— Begin —
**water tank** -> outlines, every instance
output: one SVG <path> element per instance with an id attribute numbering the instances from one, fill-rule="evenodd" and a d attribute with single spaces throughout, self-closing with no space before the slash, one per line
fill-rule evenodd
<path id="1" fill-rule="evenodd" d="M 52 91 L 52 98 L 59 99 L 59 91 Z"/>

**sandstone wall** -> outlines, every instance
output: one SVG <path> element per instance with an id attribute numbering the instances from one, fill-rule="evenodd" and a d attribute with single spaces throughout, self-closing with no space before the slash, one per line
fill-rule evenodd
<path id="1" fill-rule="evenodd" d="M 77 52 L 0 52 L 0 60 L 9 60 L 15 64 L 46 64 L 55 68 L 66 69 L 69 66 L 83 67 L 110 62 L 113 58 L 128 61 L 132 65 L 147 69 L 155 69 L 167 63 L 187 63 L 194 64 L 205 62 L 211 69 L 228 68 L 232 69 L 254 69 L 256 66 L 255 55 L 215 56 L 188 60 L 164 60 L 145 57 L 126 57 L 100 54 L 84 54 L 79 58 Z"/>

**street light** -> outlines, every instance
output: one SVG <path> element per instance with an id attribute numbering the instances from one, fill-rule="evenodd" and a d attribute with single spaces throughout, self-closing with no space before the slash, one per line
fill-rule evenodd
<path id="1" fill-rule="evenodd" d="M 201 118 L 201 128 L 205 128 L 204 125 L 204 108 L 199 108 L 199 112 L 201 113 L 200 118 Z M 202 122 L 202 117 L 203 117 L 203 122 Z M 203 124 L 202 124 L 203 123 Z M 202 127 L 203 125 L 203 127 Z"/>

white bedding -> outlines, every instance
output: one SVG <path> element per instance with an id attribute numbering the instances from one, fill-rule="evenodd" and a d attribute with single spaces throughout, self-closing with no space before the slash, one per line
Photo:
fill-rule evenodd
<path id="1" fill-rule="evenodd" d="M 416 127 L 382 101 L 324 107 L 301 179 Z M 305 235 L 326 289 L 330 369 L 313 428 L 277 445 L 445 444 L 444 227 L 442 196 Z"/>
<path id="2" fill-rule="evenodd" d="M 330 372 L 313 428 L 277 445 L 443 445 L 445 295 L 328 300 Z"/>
— End —
Task brief
Starting at the beginning of the records and ending with the line that contains "52 91 L 52 98", including that line, rewrite the lines as a numbered list, with any blank lines left out.

The reply
1. **water tank** -> outlines, every instance
2. output: one SVG <path> element per instance with an id attribute numbering the instances from one, fill-rule="evenodd" and a d attribute with single spaces throughout, self-closing with no space before the slash, one per line
3. fill-rule evenodd
4. <path id="1" fill-rule="evenodd" d="M 52 91 L 52 98 L 59 99 L 59 91 Z"/>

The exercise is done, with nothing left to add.